Brief
Reproduce the material below word for word, starting at the line that contains "of the brown" and ending with the last line of the material.

Records shown
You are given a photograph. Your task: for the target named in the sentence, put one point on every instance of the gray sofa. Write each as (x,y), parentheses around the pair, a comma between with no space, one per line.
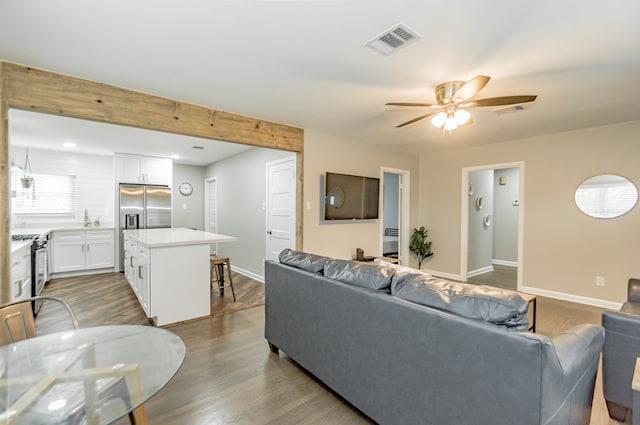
(621,349)
(401,362)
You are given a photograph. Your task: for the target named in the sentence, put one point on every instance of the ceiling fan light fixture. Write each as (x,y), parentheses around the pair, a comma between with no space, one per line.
(450,124)
(439,119)
(461,116)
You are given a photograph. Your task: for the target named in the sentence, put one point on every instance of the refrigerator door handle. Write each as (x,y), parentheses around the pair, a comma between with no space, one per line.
(131,221)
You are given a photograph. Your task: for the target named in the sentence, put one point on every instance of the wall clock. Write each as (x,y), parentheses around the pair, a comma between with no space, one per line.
(185,189)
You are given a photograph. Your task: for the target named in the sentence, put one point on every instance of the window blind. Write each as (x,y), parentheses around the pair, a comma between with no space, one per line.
(607,199)
(49,194)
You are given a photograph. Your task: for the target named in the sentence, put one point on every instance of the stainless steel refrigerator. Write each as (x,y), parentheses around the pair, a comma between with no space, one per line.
(143,207)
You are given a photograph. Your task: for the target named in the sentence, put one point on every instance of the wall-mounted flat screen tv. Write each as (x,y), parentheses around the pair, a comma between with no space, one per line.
(350,197)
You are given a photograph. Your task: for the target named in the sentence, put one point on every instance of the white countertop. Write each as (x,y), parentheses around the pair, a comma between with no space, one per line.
(44,229)
(17,245)
(176,237)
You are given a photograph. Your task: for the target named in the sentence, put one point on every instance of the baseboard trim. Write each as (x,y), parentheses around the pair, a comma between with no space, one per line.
(504,263)
(445,275)
(476,272)
(572,298)
(248,274)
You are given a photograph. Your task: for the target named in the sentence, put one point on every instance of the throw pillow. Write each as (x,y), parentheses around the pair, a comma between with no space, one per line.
(301,260)
(369,276)
(493,305)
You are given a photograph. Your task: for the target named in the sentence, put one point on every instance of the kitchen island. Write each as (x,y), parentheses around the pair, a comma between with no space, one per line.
(168,269)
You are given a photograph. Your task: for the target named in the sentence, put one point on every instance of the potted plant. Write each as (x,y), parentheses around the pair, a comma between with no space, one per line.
(419,245)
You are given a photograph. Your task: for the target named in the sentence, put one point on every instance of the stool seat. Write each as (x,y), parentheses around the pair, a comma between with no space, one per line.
(217,274)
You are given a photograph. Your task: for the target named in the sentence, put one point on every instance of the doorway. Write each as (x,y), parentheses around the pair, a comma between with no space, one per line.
(211,208)
(492,224)
(281,207)
(395,214)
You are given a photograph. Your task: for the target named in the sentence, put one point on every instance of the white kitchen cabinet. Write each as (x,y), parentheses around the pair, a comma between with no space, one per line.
(142,278)
(82,250)
(143,169)
(99,249)
(136,271)
(21,273)
(171,276)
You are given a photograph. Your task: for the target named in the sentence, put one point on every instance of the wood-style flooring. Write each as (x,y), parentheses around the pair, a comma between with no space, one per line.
(229,376)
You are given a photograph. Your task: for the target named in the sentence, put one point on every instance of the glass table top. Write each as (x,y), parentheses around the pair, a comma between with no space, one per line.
(96,374)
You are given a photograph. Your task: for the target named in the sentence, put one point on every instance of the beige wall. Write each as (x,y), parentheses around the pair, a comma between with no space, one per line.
(563,248)
(325,153)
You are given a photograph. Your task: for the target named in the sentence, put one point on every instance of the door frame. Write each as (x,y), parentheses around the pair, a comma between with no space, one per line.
(267,208)
(208,181)
(403,205)
(464,216)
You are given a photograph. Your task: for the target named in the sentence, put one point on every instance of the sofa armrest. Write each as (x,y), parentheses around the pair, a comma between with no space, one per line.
(580,342)
(568,387)
(633,290)
(621,349)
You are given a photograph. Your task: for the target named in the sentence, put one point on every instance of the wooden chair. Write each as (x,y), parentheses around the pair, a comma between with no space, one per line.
(18,322)
(217,274)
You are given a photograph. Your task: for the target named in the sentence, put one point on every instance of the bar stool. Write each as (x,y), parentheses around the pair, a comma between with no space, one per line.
(217,268)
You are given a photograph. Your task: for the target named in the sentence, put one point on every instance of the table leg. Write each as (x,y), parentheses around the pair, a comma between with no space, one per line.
(635,388)
(139,413)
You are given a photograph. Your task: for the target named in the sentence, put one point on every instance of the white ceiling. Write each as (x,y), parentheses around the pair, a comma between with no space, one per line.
(304,63)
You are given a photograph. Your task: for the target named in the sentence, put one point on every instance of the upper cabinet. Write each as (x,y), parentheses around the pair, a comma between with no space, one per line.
(143,169)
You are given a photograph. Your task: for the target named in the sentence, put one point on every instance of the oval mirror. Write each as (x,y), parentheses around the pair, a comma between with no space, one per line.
(606,196)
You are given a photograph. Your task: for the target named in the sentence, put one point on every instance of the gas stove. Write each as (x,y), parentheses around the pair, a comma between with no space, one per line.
(24,237)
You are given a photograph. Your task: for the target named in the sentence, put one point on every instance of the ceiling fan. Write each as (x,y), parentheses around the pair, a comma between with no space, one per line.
(453,97)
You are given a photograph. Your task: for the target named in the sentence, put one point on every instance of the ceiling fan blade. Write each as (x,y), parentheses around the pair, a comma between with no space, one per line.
(421,117)
(471,88)
(428,105)
(500,101)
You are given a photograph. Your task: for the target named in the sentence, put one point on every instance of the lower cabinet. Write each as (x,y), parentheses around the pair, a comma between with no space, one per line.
(21,273)
(136,271)
(170,282)
(79,250)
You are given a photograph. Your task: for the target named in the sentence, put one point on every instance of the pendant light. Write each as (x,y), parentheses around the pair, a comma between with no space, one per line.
(27,178)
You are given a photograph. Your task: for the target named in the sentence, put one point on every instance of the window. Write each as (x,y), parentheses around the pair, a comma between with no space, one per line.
(49,194)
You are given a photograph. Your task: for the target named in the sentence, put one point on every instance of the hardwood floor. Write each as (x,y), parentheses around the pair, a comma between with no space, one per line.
(229,375)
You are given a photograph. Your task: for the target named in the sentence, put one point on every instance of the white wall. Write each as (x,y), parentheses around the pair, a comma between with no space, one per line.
(563,249)
(94,184)
(188,211)
(391,192)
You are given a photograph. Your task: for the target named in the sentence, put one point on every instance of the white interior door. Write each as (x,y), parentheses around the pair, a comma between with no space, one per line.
(281,207)
(211,208)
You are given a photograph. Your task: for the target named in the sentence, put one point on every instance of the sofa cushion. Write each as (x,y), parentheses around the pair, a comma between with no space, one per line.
(400,269)
(302,260)
(631,308)
(369,276)
(493,305)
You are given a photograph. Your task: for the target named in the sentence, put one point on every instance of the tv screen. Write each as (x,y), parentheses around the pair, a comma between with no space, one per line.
(351,197)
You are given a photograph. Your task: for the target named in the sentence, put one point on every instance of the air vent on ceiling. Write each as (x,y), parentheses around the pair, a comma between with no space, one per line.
(393,39)
(509,109)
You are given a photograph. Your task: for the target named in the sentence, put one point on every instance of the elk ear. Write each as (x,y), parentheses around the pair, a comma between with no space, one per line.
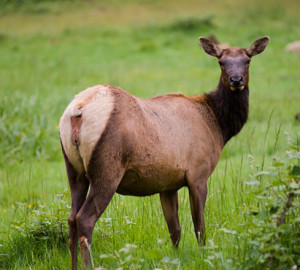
(209,47)
(258,46)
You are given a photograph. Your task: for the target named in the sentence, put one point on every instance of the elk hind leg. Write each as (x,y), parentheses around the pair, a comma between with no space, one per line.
(103,186)
(79,185)
(169,203)
(197,201)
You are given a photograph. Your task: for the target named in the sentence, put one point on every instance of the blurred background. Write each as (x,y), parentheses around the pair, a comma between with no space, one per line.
(51,50)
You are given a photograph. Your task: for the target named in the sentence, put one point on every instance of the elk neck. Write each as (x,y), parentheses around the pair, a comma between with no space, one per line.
(230,108)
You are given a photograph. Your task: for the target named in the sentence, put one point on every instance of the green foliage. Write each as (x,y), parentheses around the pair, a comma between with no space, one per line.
(42,227)
(273,239)
(51,50)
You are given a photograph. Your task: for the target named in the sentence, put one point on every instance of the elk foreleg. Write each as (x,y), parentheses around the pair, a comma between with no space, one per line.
(198,194)
(169,203)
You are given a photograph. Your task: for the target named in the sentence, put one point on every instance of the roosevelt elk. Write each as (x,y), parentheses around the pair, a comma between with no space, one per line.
(114,142)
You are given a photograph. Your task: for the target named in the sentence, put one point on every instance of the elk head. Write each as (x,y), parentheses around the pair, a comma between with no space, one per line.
(234,62)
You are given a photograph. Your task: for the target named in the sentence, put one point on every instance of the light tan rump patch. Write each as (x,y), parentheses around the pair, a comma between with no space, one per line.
(83,122)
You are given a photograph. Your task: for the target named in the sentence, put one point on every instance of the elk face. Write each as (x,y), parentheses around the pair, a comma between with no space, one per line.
(234,62)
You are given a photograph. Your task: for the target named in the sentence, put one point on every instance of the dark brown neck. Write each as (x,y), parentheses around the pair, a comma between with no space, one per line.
(230,108)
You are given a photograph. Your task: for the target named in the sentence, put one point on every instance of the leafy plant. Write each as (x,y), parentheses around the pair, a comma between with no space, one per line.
(273,241)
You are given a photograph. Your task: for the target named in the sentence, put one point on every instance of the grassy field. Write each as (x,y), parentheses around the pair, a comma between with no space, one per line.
(49,51)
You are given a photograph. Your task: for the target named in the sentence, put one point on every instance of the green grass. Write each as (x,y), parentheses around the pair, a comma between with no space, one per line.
(52,50)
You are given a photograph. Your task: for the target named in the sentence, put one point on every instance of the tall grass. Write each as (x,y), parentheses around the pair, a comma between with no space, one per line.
(47,57)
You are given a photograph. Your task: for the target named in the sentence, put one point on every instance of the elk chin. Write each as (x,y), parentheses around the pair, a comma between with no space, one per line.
(241,88)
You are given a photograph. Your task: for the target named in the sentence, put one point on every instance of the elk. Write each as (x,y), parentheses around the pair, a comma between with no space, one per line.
(114,142)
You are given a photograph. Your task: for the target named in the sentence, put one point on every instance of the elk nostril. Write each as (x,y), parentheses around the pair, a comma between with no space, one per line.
(236,80)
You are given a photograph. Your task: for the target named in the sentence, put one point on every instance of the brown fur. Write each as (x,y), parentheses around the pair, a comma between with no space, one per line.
(155,145)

Solution
You are given a photograph. Your task: for the target named in the sentence, put one point on every instance of the brown fur. Write each as (x,y), parentheses around the pair, a comma between with no space, one per line.
(155,145)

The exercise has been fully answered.